(Work order) Please repeat, exactly and with nothing extra, the line containing "Where can the jet" and every line after it up to the end of the material.

(Available data)
====
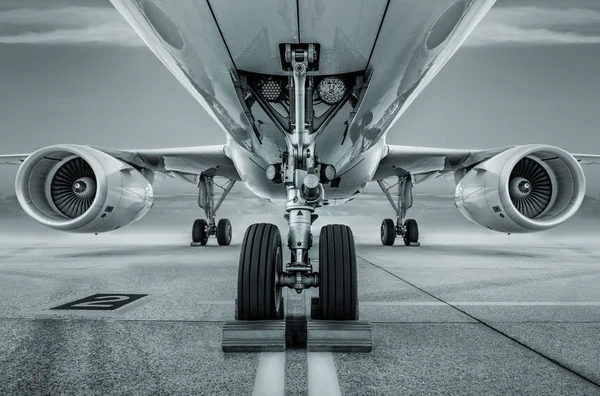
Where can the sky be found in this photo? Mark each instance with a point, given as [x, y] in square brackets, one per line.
[72, 71]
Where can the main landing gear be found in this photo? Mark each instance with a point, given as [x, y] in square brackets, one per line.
[263, 272]
[408, 229]
[202, 229]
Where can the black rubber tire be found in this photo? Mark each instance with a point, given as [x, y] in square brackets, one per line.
[388, 232]
[411, 233]
[337, 269]
[224, 232]
[261, 259]
[199, 233]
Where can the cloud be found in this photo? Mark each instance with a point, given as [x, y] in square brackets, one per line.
[537, 26]
[68, 25]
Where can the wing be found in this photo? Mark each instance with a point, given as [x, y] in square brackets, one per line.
[183, 163]
[426, 162]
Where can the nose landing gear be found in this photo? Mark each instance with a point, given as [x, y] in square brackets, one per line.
[408, 229]
[203, 229]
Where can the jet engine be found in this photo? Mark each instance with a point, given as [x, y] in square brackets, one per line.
[81, 189]
[524, 189]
====
(Answer section)
Where can the jet engine be found in this photo? Mark each instance with a point, given as [x, y] in square brackets, one per line.
[81, 189]
[524, 189]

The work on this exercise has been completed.